**Problem description**
Count the lines in the rows that contain the word "mound". Reply with the number alone.

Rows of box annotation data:
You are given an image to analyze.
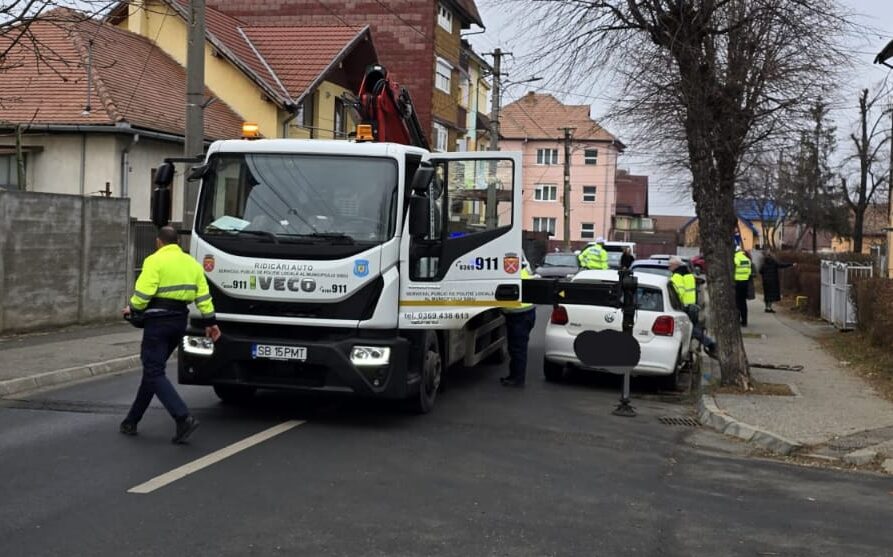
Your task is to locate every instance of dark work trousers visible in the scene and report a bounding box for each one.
[125,314,189,423]
[505,307,536,383]
[735,280,749,325]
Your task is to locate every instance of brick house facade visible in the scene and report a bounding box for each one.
[208,0,483,151]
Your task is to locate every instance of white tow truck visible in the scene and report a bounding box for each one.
[147,68,522,413]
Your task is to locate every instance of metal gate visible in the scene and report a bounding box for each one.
[821,261,873,330]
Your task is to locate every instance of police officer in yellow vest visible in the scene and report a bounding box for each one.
[668,256,716,358]
[735,245,751,327]
[577,237,608,270]
[120,226,220,443]
[499,259,536,387]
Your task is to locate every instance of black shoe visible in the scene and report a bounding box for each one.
[171,416,199,445]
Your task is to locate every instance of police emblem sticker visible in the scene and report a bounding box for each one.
[353,259,369,278]
[502,253,521,275]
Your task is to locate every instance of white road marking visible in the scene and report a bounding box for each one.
[127,420,305,494]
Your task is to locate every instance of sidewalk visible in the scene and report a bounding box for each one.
[701,300,893,472]
[0,320,142,397]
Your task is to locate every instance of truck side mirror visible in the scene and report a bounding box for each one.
[151,186,173,228]
[409,194,431,238]
[410,162,434,194]
[155,162,174,187]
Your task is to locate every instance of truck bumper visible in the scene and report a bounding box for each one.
[177,323,419,399]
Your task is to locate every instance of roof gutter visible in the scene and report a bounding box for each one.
[0,124,211,144]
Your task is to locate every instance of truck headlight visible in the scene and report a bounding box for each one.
[183,336,214,356]
[350,346,391,366]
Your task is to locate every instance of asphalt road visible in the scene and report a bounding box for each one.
[0,306,893,557]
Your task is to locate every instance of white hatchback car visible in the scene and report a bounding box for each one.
[543,270,692,390]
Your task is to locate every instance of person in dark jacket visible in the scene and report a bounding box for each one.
[760,251,794,313]
[620,246,636,269]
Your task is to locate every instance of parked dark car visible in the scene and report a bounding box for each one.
[534,251,580,278]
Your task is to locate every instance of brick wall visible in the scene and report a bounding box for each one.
[208,0,436,136]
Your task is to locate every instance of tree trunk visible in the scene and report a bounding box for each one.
[853,207,866,253]
[695,177,750,389]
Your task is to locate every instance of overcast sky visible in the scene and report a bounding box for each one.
[468,0,893,215]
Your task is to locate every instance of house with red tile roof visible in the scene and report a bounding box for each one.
[0,10,243,219]
[106,0,378,139]
[499,93,625,248]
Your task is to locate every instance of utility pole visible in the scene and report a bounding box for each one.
[558,128,577,251]
[183,0,205,228]
[485,48,512,151]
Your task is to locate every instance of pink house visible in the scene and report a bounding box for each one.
[499,93,625,247]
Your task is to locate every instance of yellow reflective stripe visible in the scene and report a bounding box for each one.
[156,284,198,294]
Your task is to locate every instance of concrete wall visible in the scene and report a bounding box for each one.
[0,191,133,333]
[0,133,183,220]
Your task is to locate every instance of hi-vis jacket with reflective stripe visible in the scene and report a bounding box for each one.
[735,251,751,282]
[130,244,214,319]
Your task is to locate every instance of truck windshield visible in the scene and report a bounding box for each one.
[197,153,397,245]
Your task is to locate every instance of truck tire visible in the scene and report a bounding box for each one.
[543,358,564,383]
[214,385,257,404]
[408,331,443,414]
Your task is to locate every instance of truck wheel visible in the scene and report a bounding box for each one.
[543,358,564,383]
[409,331,443,414]
[214,385,257,404]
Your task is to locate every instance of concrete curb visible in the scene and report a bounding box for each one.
[698,395,803,455]
[0,355,142,397]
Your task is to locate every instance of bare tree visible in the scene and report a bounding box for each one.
[507,0,846,387]
[840,88,891,253]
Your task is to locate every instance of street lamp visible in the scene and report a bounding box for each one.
[874,41,893,278]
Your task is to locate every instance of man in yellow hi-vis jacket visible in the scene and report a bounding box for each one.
[121,226,220,443]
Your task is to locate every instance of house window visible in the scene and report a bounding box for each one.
[333,97,347,139]
[536,149,558,164]
[438,4,453,33]
[434,58,453,94]
[533,184,558,201]
[434,122,449,151]
[583,186,598,203]
[0,154,27,189]
[533,217,555,236]
[459,75,471,108]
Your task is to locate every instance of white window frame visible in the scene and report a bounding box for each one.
[583,186,598,203]
[437,4,453,35]
[536,148,558,166]
[533,217,557,236]
[533,184,558,203]
[432,122,450,152]
[434,56,453,95]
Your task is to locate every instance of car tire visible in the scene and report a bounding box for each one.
[214,385,257,404]
[543,358,564,383]
[407,331,443,414]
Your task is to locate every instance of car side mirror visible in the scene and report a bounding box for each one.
[409,194,431,239]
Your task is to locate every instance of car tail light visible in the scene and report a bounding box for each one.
[549,306,568,325]
[651,315,676,337]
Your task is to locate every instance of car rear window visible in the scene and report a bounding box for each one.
[636,286,664,311]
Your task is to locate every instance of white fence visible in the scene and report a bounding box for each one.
[821,261,873,330]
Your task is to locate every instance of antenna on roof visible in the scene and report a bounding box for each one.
[81,39,93,116]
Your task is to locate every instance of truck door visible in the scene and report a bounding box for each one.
[399,151,522,329]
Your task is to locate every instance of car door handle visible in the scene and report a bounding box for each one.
[496,284,521,302]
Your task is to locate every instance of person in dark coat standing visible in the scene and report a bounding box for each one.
[760,251,795,313]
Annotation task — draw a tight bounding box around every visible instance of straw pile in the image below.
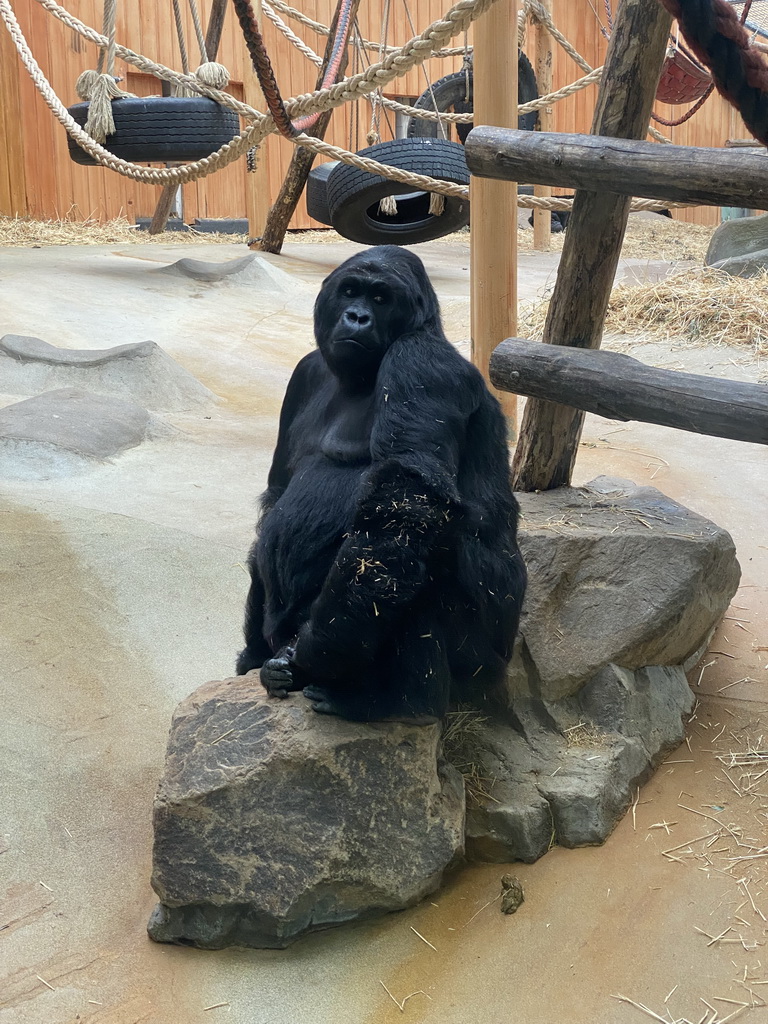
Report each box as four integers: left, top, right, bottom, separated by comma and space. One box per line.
0, 217, 246, 249
0, 216, 712, 262
520, 267, 768, 355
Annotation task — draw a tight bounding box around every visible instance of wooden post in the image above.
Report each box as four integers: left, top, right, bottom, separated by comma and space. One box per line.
243, 0, 275, 246
206, 0, 229, 60
534, 0, 554, 252
150, 0, 228, 234
469, 0, 518, 437
512, 0, 672, 490
249, 0, 360, 253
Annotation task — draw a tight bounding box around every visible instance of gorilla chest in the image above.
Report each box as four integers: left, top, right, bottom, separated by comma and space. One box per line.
318, 394, 374, 466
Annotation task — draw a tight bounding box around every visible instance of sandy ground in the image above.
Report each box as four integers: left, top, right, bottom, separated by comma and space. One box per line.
0, 232, 768, 1024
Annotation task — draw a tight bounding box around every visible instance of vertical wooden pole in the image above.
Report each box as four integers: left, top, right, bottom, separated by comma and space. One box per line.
150, 0, 228, 234
241, 0, 274, 246
512, 0, 672, 490
534, 0, 553, 252
249, 0, 360, 253
469, 0, 519, 428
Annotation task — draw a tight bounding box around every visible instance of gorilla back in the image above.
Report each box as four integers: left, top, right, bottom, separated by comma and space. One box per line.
238, 246, 525, 723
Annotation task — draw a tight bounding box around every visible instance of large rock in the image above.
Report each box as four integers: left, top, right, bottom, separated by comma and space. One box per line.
462, 477, 740, 862
705, 213, 768, 278
509, 477, 739, 700
0, 334, 217, 411
0, 388, 163, 479
148, 673, 464, 948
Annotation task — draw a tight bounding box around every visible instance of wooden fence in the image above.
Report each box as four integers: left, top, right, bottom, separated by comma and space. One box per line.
0, 0, 748, 227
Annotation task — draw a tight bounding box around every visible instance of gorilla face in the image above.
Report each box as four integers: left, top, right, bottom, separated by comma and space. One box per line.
314, 246, 439, 380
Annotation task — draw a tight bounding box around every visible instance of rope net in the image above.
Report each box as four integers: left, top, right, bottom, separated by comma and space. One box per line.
0, 0, 690, 210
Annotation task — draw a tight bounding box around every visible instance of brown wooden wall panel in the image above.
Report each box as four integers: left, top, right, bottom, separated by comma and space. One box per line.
0, 0, 748, 227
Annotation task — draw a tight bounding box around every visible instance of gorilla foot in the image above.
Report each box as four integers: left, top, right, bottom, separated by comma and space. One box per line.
260, 654, 301, 698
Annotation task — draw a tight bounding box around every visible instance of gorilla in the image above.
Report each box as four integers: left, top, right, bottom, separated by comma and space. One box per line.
237, 246, 525, 724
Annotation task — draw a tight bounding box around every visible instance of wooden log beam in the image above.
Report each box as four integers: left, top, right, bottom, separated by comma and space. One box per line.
466, 128, 768, 210
490, 338, 768, 444
505, 0, 672, 490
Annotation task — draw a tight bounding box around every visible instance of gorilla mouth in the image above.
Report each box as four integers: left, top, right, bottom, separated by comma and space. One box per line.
336, 338, 371, 352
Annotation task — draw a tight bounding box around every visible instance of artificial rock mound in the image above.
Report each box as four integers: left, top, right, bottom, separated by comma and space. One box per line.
150, 477, 739, 948
148, 672, 464, 949
0, 334, 216, 412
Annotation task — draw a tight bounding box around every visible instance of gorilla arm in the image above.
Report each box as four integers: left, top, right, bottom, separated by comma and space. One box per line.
293, 334, 479, 680
237, 352, 321, 676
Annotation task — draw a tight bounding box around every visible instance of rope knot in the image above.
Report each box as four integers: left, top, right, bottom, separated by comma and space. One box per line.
195, 60, 229, 89
75, 70, 133, 142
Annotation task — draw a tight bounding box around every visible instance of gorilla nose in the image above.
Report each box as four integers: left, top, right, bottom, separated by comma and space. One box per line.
344, 309, 371, 327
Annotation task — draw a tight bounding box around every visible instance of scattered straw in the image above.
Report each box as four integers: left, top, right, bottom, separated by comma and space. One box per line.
411, 925, 437, 952
520, 267, 768, 355
0, 210, 247, 249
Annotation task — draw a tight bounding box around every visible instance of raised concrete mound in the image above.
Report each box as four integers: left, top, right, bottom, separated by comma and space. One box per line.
0, 334, 217, 412
154, 253, 305, 296
0, 388, 161, 479
705, 213, 768, 278
150, 477, 739, 948
148, 672, 464, 949
466, 477, 740, 862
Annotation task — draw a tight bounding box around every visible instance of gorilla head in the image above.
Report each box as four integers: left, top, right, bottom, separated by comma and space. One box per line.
314, 246, 440, 380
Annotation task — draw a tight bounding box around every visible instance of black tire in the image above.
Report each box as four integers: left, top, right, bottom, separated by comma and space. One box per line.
408, 50, 539, 142
306, 160, 339, 225
67, 96, 240, 167
328, 138, 469, 246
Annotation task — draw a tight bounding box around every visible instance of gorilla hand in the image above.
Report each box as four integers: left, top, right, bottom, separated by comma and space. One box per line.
259, 647, 303, 698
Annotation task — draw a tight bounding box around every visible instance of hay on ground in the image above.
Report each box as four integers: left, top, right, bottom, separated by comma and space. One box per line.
520, 267, 768, 355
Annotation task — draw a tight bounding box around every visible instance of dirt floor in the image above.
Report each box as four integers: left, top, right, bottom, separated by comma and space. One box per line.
0, 222, 768, 1024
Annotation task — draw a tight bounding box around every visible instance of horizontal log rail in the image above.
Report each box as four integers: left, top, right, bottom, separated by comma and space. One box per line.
490, 338, 768, 444
464, 127, 768, 210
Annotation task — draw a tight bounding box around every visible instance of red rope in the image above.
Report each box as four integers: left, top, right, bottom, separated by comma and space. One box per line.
658, 0, 768, 145
232, 0, 360, 138
650, 82, 715, 128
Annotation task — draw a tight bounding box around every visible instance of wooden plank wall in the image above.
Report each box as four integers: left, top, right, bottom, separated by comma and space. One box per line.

**Answer**
2